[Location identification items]
— Begin —

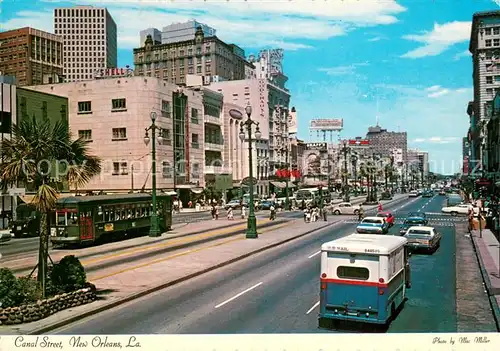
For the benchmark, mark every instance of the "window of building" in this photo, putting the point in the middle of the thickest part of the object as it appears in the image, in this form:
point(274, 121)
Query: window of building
point(85, 134)
point(119, 133)
point(84, 107)
point(120, 168)
point(195, 142)
point(118, 104)
point(196, 171)
point(194, 116)
point(165, 109)
point(166, 169)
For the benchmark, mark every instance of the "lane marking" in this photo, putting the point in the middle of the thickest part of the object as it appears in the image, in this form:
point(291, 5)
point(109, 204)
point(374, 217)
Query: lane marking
point(312, 308)
point(238, 295)
point(183, 253)
point(314, 254)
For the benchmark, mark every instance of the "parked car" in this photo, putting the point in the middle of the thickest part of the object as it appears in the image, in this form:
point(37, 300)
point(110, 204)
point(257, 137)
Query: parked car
point(373, 225)
point(386, 195)
point(426, 238)
point(234, 204)
point(389, 218)
point(413, 221)
point(266, 205)
point(428, 193)
point(345, 208)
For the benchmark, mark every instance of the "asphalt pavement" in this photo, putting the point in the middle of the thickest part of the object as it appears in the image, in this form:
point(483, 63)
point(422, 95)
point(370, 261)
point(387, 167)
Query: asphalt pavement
point(277, 291)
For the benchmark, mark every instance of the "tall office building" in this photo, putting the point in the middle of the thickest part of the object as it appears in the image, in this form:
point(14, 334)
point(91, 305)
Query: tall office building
point(89, 38)
point(31, 56)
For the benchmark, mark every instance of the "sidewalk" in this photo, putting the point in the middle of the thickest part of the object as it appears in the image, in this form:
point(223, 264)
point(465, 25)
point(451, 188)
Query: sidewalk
point(137, 281)
point(488, 252)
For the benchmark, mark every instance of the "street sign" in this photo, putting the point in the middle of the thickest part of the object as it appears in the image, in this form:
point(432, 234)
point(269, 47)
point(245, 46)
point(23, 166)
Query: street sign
point(17, 191)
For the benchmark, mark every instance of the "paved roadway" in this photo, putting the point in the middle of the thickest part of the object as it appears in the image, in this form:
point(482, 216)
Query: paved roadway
point(277, 292)
point(17, 247)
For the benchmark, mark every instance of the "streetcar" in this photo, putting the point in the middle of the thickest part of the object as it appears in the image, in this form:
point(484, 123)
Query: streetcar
point(363, 278)
point(85, 219)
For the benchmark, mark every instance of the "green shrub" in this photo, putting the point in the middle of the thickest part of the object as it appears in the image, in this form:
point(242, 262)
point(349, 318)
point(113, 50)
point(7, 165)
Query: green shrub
point(29, 289)
point(68, 275)
point(10, 291)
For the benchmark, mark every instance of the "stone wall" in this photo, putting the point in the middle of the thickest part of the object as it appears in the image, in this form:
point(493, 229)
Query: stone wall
point(44, 308)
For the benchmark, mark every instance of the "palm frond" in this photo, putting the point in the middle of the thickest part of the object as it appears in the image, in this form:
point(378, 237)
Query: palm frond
point(45, 198)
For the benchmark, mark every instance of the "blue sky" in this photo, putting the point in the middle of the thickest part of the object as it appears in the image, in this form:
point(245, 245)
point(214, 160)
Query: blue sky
point(403, 61)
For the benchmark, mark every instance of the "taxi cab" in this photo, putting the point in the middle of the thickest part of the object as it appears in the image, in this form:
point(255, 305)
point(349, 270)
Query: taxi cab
point(423, 238)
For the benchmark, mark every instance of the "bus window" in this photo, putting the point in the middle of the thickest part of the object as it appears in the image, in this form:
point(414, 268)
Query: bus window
point(358, 273)
point(61, 219)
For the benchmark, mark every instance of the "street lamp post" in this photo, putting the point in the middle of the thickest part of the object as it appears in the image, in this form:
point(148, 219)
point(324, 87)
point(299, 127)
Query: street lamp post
point(252, 221)
point(154, 229)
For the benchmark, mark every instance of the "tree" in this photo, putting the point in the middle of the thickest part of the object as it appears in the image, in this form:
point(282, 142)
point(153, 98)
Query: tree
point(44, 155)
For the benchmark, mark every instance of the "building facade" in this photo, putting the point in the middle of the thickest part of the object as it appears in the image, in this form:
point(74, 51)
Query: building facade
point(112, 115)
point(202, 56)
point(383, 142)
point(7, 118)
point(89, 40)
point(31, 56)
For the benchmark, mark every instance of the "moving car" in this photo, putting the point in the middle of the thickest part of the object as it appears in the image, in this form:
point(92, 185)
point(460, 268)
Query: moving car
point(460, 209)
point(373, 225)
point(413, 221)
point(389, 218)
point(5, 235)
point(425, 238)
point(345, 208)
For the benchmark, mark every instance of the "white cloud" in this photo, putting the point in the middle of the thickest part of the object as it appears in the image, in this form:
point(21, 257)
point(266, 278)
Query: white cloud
point(342, 70)
point(462, 54)
point(439, 39)
point(251, 23)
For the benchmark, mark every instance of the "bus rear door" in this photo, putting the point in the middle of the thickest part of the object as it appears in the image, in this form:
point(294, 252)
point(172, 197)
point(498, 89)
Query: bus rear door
point(86, 225)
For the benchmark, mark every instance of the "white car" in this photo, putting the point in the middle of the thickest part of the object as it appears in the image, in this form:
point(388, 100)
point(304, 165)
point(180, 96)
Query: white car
point(461, 209)
point(345, 208)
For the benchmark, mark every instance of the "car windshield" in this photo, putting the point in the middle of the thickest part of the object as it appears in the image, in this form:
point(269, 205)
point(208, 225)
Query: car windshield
point(372, 221)
point(414, 221)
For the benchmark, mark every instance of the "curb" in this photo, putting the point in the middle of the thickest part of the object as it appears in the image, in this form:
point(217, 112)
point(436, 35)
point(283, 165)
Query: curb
point(486, 280)
point(171, 283)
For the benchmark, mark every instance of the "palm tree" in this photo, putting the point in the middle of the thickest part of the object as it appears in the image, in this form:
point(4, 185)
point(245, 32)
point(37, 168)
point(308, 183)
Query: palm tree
point(44, 155)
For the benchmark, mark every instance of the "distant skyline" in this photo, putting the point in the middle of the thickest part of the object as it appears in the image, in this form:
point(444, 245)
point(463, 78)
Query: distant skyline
point(403, 63)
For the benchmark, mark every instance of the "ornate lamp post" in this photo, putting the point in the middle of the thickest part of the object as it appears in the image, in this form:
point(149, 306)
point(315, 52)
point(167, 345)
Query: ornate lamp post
point(252, 222)
point(154, 229)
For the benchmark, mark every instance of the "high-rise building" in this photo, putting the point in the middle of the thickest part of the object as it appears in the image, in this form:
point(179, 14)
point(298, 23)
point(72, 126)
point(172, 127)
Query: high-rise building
point(206, 56)
point(383, 142)
point(31, 56)
point(89, 40)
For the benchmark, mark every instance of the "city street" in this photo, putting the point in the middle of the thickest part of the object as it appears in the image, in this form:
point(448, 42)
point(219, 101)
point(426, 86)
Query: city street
point(277, 291)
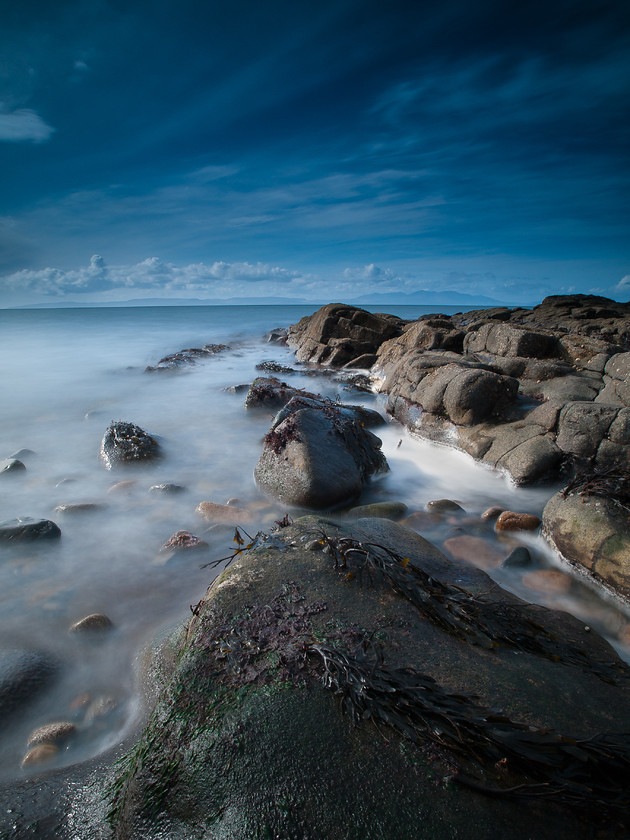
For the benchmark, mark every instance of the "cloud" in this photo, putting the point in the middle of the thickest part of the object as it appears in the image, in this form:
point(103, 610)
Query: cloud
point(151, 276)
point(23, 125)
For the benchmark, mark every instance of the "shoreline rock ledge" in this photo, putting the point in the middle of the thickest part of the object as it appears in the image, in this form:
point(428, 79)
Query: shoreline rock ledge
point(350, 682)
point(524, 390)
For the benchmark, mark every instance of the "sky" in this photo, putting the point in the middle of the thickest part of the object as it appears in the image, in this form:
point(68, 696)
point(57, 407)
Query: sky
point(329, 150)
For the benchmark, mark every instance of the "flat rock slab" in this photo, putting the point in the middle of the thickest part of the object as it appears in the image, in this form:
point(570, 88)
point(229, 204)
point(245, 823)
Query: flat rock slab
point(253, 736)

— End —

**What needs to be done**
Reproduce all of the rows above with every occurrence of "thickest" swapped for "widest", leaving everything else unchanged and omitting the pictures.

**Exercise solution**
For the benchmark, mark every instance of the "window of building" in this photo, putting the point in the middle of the widest part of the object as it appears in the image, in this form:
point(274, 121)
Query: window of building
point(85, 134)
point(119, 133)
point(84, 107)
point(120, 168)
point(195, 142)
point(118, 104)
point(196, 171)
point(194, 116)
point(165, 109)
point(166, 169)
For the benchmark, mark every instance of the "lane marking" in this photo, putting the point in the middle of the widest part of the object as it appears in the image, in this form:
point(291, 5)
point(109, 204)
point(374, 217)
Query: lane marking
point(312, 308)
point(238, 295)
point(183, 253)
point(314, 254)
For the benchmark, mark every instance of the "parked car" in this photo, putting the point in the middle of the widest part of the object as it appears in the image, in this form:
point(37, 300)
point(110, 204)
point(257, 137)
Query: parked car
point(373, 225)
point(386, 195)
point(426, 238)
point(234, 204)
point(389, 218)
point(413, 221)
point(266, 205)
point(428, 193)
point(345, 208)
For the benchmark, mark every instance of the "asphalt pavement" in this photo, putting the point in the middle of the widest part of the object as it appears in the image, in this form:
point(483, 63)
point(422, 95)
point(370, 261)
point(387, 167)
Query: asphalt pavement
point(277, 291)
For the benchmark, mark every instance of the "tall office building" in this photo, putting the point in the middle of the widest part of the object as it appears in the image, in this form:
point(14, 334)
point(91, 305)
Query: tall office building
point(89, 38)
point(31, 56)
For the benchmark, mark every instance of the "sidewalk" in this photo, putting the point in the middle of the widest part of the object as it appears in the image, in this form:
point(223, 264)
point(465, 25)
point(451, 188)
Query: sidewalk
point(137, 281)
point(488, 252)
For the benchmark, mark every instance of the "street sign" in this photo, putting the point in the middle of the widest part of the object as it appears in the image, in this form:
point(432, 234)
point(269, 47)
point(245, 46)
point(23, 166)
Query: street sign
point(17, 191)
For the benchmark, mark every instance of the "paved roadway" in this photo, putting the point in the middle of the widest part of the object as it appears in the image, in this form:
point(482, 216)
Query: paved roadway
point(277, 292)
point(17, 247)
For the benchmark, mark every instance of the "streetcar" in this photo, putting the point in the middle of the widest part of the object as it appears in the image, in this form:
point(484, 123)
Query: streetcar
point(363, 278)
point(85, 219)
For the benchmark, mark every instance of the "green shrub" in this photo, putting the point in the middle of the widest part of the object as it appears in the image, in this form:
point(242, 262)
point(349, 318)
point(113, 50)
point(7, 165)
Query: green shrub
point(29, 289)
point(68, 275)
point(10, 291)
For the benchmark, mark every instance of the "stone wall" in this photo, putting the point in the middle of the widest part of the object as it appears in the image, in this form:
point(493, 229)
Query: stone wall
point(44, 308)
For the benchmark, mark every instance of the "palm frond" in this photo, putting the point in the middle of the widest part of the object as it appears in the image, in this form:
point(378, 237)
Query: palm frond
point(45, 198)
For the benchmark, mark every instance of the "blue sky" in this photo, putting the point in the middle of the widest part of the object as it appears in the image, in this form:
point(245, 245)
point(214, 160)
Query: blue sky
point(403, 61)
For the benchmark, mark every instance of the "taxi cab" in this photo, putting the point in the middle of the widest part of the object as it appears in the image, in this form:
point(255, 305)
point(349, 270)
Query: taxi cab
point(423, 238)
For the benchmark, mark every instance of the "bus window" in this photo, putting the point in the middle of the widest part of the object as it appears in the image, in this form:
point(414, 268)
Query: bus window
point(358, 273)
point(61, 219)
For the benchmark, mark every instance of the "street lamp post" in this photo, putting the point in the middle of the widest part of the object as it appears in the image, in this form:
point(148, 219)
point(324, 87)
point(299, 127)
Query: street lamp post
point(252, 221)
point(154, 229)
For the benchmark, mark every instance of the "tree" in this photo, putting the point in the middle of the widest part of the object as it appears in the image, in this form:
point(282, 142)
point(153, 98)
Query: tree
point(44, 155)
For the benchmark, mark every instance of the "building facade" in this photo, putting the point in the middle of the widest part of the object as it appears in the image, in this form:
point(74, 51)
Query: building facade
point(112, 115)
point(202, 56)
point(383, 142)
point(7, 118)
point(89, 40)
point(31, 56)
For the benchmark, mark every instance of the "moving car" in this photo, putting the point in the middle of the widest part of the object as it appears in the image, in this form:
point(92, 185)
point(460, 268)
Query: moving car
point(460, 209)
point(373, 225)
point(413, 221)
point(389, 218)
point(5, 235)
point(425, 238)
point(345, 208)
For the benchmark, mark every instance of the "white cloud" in this photo, putting the point in the middle of the widest part of the object as it appears in the image, in this form:
point(21, 257)
point(266, 278)
Query: white cloud
point(342, 70)
point(462, 54)
point(439, 39)
point(251, 23)
For the benchmark, mark every instance of the "bus rear door" in this photo, putting the point in the middle of the widest part of the object as it appears in the image, in this form:
point(294, 252)
point(172, 197)
point(498, 89)
Query: bus rear door
point(86, 225)
For the benchmark, mark every instance of the "white car" in this photo, putting the point in the middle of the widest part of the object as it appears in the image, in this form:
point(388, 100)
point(304, 165)
point(180, 96)
Query: white car
point(461, 209)
point(345, 208)
For the benchmark, mark every instance of the "car windshield" in this photo, putting the point in the middle of the widest part of the object as it appears in the image, in this form:
point(269, 205)
point(208, 225)
Query: car windshield
point(372, 221)
point(414, 221)
For the benchmark, mark every instance of the "curb" in this photo, putting the point in the middle of the widest part of the object as it appears in the image, in this form:
point(217, 112)
point(436, 35)
point(283, 165)
Query: curb
point(486, 280)
point(171, 283)
For the benchmark, mark every instance of the "palm tree" in this photo, putting the point in the middle of the widest part of the object as it appears in the image, in this form:
point(4, 185)
point(245, 32)
point(37, 168)
point(308, 183)
Query: palm tree
point(44, 155)
For the benchmark, mark every instance of the "distant skyline" in this photo, putting the point in the middle of the widest part of the object as it appears in the image, in this form:
point(444, 245)
point(463, 78)
Query: distant skyline
point(403, 63)
For the benchmark, mark every instance of the "ornate lamp post" in this photo, putting the point in the middle of the widest part of the object as it appears in the image, in this form:
point(149, 306)
point(315, 52)
point(167, 345)
Query: ornate lamp post
point(252, 222)
point(154, 229)
For the benchmark, mark every instance of the "high-rise building" in this photo, putting the point in the middle of the widest part of the object as it appears in the image, in this form:
point(179, 14)
point(298, 23)
point(72, 126)
point(172, 127)
Query: high-rise building
point(206, 56)
point(383, 142)
point(31, 56)
point(89, 40)
For the benchmark, mark every instance of the "city street" in this photo, putting the point in the middle of the widest part of the object as it appears in the image, in this form:
point(448, 42)
point(219, 101)
point(426, 86)
Query: city street
point(277, 291)
For the benchmark, mark every instance of the "cloud" in this photo, putting the point in the middle of the widest part of the object as it appears in the image, in this form:
point(103, 610)
Query: cloud
point(151, 276)
point(23, 125)
For the benchmark, mark every instance of the "shoreline rock ledge" in this photo, putting the point in the middle of the widest part of the object as it appears in the image, in this form:
point(428, 79)
Query: shoreline rock ledge
point(350, 682)
point(524, 390)
For the benchmark, mark every instance of the "sky" in this photo, putting the point in the middle of the widest part of the object as it appears in the image, in this form:
point(68, 696)
point(57, 407)
Query: sky
point(329, 150)
For the benchmark, mark every instance of the "flat rock slab" in this photo, putting the point in the middle of the widest part of the object as it appears in the image, in this form:
point(570, 88)
point(229, 204)
point(245, 823)
Query: flat rock slab
point(253, 736)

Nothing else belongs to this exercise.